Can you give each line of the items below as a JSON list of strings, one string per line, with blank lines skipped and the pictures left out?

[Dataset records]
++++++++++++++++++++

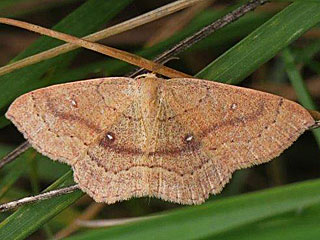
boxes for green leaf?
[197,2,320,84]
[0,171,83,240]
[0,0,132,122]
[67,180,320,240]
[282,48,320,144]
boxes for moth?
[6,74,315,204]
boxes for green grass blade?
[197,2,320,84]
[68,180,320,240]
[0,171,83,240]
[282,48,320,144]
[0,0,132,121]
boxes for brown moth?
[6,74,315,204]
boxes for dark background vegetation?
[0,0,320,239]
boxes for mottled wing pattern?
[160,79,314,203]
[6,78,135,164]
[7,76,314,204]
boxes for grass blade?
[197,2,320,84]
[0,171,83,240]
[68,180,320,240]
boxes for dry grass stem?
[0,0,203,76]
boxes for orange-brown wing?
[6,78,135,164]
[164,78,315,199]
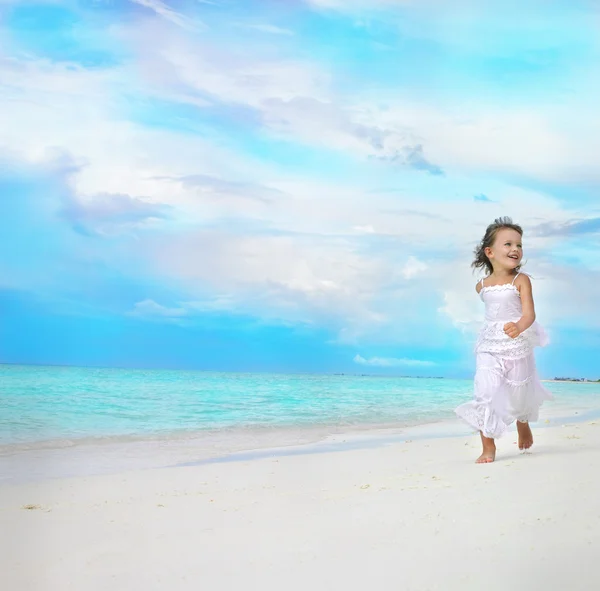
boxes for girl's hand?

++++++++++++++++++++

Full solution.
[
  "boxes for green leaf?",
  "[197,2,320,84]",
  "[0,171,83,240]",
  "[0,0,132,122]",
  "[67,180,320,240]",
  "[282,48,320,144]",
  "boxes for moth?",
  "[6,74,315,204]",
  "boxes for green grass blade?",
  "[197,2,320,84]",
  "[68,180,320,240]",
  "[0,171,83,240]",
  "[282,48,320,144]",
  "[0,0,132,121]",
  "boxes for brown moth?",
  "[6,74,315,204]",
  "boxes for dark background vegetation?",
  "[0,0,320,239]",
  "boxes for mottled wing pattern?",
  "[160,79,314,203]",
  "[6,78,135,164]",
  "[7,76,314,204]",
  "boxes for grass blade?",
  "[197,2,320,84]",
  "[0,171,83,240]",
  "[68,180,320,240]",
  "boxes for dry grass stem?",
  "[0,0,203,76]",
  "boxes for orange-brown wing?",
  "[6,78,135,164]",
  "[164,78,315,199]",
  "boxes for girl's hand?"
]